Extrais toutes les lignes ci-dessous qui contiennent le mot "shadow", en tenant compte des majuscules et des minuscules.

╭──

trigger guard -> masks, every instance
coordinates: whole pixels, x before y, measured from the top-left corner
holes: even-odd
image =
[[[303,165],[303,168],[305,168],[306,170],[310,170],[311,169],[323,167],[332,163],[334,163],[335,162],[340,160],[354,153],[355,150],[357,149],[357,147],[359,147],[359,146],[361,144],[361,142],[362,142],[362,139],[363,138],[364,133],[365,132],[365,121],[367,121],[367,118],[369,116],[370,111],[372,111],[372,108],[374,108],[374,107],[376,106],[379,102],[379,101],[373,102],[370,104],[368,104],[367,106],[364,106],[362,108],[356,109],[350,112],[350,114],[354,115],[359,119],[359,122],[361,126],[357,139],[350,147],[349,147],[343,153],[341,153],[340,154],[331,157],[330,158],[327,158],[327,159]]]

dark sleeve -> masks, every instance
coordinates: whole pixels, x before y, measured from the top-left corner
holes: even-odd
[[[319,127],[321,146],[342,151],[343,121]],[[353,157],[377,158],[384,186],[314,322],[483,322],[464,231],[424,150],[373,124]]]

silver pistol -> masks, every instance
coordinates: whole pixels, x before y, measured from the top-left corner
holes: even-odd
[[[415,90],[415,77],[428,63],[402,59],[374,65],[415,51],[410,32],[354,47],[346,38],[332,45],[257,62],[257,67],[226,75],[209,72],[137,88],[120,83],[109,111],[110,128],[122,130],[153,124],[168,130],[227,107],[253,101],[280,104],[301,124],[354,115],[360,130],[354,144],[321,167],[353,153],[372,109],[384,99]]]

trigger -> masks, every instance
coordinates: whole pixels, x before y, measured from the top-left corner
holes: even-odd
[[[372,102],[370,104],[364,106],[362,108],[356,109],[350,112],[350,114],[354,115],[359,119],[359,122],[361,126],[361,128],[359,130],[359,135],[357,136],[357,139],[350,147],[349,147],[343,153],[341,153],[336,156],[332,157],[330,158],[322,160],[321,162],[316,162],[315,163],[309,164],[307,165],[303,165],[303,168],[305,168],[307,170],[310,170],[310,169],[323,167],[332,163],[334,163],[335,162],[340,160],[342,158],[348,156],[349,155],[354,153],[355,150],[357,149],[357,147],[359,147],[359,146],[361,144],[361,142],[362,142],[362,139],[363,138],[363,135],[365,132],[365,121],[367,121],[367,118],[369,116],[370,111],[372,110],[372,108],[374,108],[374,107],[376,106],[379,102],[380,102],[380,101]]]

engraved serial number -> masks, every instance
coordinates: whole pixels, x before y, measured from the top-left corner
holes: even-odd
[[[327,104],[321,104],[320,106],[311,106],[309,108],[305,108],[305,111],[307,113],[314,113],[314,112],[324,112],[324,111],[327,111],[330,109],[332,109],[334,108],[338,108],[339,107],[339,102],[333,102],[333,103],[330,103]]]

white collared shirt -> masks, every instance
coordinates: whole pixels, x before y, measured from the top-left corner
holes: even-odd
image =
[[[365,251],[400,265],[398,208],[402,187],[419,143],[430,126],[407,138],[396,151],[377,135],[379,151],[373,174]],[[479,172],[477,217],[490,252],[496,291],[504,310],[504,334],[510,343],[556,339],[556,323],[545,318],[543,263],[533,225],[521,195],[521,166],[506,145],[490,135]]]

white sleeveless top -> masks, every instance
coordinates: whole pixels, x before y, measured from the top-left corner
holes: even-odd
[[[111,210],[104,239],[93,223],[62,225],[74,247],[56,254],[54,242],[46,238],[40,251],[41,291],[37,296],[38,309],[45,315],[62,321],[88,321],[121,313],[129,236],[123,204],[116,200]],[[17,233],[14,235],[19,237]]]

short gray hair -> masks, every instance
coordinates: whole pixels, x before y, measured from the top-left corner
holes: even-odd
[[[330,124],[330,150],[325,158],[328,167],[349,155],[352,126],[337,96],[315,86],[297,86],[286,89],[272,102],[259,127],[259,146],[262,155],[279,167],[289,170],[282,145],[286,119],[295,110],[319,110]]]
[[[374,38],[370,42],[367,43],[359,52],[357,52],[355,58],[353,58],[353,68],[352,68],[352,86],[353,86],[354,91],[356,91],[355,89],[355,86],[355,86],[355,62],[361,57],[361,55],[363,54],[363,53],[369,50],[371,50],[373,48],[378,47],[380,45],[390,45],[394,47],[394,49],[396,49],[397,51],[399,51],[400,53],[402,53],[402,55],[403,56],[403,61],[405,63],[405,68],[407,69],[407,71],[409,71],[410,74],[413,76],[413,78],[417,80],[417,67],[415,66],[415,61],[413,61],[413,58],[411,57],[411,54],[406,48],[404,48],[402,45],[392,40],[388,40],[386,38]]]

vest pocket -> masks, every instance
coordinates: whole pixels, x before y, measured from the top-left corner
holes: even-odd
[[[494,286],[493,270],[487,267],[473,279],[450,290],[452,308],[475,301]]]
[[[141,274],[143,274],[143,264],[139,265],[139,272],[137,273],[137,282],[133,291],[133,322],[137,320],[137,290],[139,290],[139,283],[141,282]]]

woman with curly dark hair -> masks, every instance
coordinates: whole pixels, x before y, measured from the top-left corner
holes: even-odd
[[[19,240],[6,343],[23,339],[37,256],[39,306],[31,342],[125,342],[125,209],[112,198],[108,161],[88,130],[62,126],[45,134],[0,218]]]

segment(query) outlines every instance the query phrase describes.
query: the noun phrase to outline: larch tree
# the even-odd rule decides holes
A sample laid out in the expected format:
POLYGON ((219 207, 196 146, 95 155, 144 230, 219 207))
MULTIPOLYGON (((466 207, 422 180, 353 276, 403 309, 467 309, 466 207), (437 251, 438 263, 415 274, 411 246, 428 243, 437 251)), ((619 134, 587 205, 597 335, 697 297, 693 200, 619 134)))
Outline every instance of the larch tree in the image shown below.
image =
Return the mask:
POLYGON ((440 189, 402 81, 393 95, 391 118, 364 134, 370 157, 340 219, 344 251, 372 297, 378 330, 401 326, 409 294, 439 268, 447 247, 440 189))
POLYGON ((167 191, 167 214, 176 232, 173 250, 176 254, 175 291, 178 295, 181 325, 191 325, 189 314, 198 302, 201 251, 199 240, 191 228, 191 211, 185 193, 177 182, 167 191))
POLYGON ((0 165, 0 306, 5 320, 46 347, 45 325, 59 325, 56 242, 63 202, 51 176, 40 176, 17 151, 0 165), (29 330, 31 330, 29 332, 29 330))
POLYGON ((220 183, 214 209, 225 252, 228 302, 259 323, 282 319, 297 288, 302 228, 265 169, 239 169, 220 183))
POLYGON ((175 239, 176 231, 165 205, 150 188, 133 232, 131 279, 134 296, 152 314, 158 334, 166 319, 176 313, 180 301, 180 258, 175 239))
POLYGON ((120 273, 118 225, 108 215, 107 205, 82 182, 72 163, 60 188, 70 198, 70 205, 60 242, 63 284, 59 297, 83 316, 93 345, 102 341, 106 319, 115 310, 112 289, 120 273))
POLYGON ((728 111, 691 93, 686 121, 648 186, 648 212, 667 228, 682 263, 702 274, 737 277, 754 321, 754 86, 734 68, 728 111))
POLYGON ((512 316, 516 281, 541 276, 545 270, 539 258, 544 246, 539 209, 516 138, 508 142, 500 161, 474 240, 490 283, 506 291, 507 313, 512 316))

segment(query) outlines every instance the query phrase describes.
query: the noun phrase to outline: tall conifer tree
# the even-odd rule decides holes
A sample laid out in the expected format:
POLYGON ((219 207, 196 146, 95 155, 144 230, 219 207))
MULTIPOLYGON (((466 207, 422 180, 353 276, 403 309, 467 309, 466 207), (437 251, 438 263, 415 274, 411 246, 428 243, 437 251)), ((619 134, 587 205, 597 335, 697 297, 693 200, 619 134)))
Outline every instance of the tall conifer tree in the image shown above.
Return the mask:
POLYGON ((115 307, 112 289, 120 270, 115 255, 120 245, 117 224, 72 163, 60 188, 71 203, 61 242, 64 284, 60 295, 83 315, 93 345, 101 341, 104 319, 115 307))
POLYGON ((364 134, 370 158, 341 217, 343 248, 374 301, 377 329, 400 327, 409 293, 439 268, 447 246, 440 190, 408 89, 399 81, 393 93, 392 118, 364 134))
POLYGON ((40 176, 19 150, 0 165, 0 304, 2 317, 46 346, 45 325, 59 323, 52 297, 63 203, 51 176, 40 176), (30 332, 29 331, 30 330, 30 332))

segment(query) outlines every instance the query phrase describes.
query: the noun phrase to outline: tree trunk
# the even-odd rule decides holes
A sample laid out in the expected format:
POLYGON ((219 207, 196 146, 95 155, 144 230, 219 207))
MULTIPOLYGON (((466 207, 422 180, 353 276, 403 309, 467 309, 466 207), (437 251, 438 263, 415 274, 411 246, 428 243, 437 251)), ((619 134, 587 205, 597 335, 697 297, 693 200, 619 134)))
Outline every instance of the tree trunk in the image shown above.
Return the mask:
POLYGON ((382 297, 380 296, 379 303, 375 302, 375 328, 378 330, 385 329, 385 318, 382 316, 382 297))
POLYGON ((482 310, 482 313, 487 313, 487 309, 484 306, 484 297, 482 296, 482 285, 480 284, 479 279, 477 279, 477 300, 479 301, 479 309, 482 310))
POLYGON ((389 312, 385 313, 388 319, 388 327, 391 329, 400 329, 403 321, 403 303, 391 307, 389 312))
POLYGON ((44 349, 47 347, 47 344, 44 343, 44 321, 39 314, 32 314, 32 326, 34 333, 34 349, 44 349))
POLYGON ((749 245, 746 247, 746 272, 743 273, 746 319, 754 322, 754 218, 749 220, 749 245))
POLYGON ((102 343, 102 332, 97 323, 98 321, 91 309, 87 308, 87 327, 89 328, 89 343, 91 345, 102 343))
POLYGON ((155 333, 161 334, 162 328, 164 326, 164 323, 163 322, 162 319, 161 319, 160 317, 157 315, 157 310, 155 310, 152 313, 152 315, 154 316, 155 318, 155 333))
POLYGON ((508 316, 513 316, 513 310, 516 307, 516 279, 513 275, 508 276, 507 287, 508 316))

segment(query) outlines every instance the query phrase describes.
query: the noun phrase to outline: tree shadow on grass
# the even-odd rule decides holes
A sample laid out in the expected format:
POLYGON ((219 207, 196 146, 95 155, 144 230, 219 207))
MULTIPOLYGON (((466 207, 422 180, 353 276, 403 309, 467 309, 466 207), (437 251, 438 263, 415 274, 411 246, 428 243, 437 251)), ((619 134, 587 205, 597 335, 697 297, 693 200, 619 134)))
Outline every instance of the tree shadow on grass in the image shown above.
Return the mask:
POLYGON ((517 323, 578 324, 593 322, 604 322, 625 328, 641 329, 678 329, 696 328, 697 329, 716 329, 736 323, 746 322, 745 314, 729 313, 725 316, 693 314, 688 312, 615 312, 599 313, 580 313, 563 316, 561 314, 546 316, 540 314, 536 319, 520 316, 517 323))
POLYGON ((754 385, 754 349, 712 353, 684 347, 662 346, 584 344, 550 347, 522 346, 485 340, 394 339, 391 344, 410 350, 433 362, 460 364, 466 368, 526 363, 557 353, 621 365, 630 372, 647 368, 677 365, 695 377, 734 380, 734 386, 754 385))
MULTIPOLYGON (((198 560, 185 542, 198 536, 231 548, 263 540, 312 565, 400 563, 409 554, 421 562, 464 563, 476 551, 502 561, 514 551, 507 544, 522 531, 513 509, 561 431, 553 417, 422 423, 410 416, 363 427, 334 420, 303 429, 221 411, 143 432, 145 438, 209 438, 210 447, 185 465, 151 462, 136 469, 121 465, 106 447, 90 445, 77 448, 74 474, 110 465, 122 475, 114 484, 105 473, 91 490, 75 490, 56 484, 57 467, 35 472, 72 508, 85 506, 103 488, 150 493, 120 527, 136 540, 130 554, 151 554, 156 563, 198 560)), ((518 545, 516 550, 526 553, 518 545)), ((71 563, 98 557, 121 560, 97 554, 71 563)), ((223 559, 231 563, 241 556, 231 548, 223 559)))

╰──

_RÉSULTAT OBTENU_
query: the noun phrase to outline: tree shadow on grass
Outline every instance of the tree shadow on grass in the image shown above.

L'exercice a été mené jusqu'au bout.